━━━━━ DOCUMENT TEXT
Zakhele Nkwankwa always dreamed of building his wife, Dudu, a decent home on land administered by the Ingonyama Trust. Now he is heading to court.

On 22 November, Nkwankwa, along with the Rural Women’s Network, the Council for the Advancement of the South African Constitution and others, will challenge leases imposed by the trust in the high court in Pietermaritzburg. According to court papers, the complainants want the leases to be cancelled.

The trust has been criticised publicly for converting permission to occupy (PTO) rights into lease agreements. The move has been seen as a way of dispossessing people by making it impossible for them to benefit from the land in the iLembe District of KwaZulu-Natal, which falls under the Maphumulo Local Municipality.

A declaration of war

King Goodwill Zwelithini is the sole trustee of the Ingonyama Trust land, which spans about three million hectares and was established in terms of the Ingonyama Trust Act. Former Inkatha Freedom Party leader Mangosuthu Buthelezi formulated the act, which former president FW de Klerk passed just hours before the 1994 national elections.

A high-level panel, led by former president Kgalema Motlanthe and established in January 2016 to assess the effect of several laws on the country’s democracy, found that the act should be repealed or amended because it does not work in the interests of the people living on the land. There has also been pushback by some traditional leaders who do not want Zwelithini to be the sole trustee.
━━━━━━━━━━
━━━━━ RAW DATA
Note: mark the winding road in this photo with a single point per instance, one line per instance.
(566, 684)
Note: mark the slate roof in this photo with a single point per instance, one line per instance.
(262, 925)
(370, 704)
━━━━━━━━━━
- **INSTRUCTIONS TO FOLLOW**
Please write out the full Ingonyama Trust lease article from above, word for word.

- **PROBLEM SOLUTION**
Zakhele Nkwankwa always dreamed of building his wife, Dudu, a decent home on land administered by the Ingonyama Trust. Now he is heading to court.

On 22 November, Nkwankwa, along with the Rural Women’s Network, the Council for the Advancement of the South African Constitution and others, will challenge leases imposed by the trust in the high court in Pietermaritzburg. According to court papers, the complainants want the leases to be cancelled.

The trust has been criticised publicly for converting permission to occupy (PTO) rights into lease agreements. The move has been seen as a way of dispossessing people by making it impossible for them to benefit from the land in the iLembe District of KwaZulu-Natal, which falls under the Maphumulo Local Municipality.

A declaration of war

King Goodwill Zwelithini is the sole trustee of the Ingonyama Trust land, which spans about three million hectares and was established in terms of the Ingonyama Trust Act. Former Inkatha Freedom Party leader Mangosuthu Buthelezi formulated the act, which former president FW de Klerk passed just hours before the 1994 national elections.

A high-level panel, led by former president Kgalema Motlanthe and established in January 2016 to assess the effect of several laws on the country’s democracy, found that the act should be repealed or amended because it does not work in the interests of the people living on the land. There has also been pushback by some traditional leaders who do not want Zwelithini to be the sole trustee.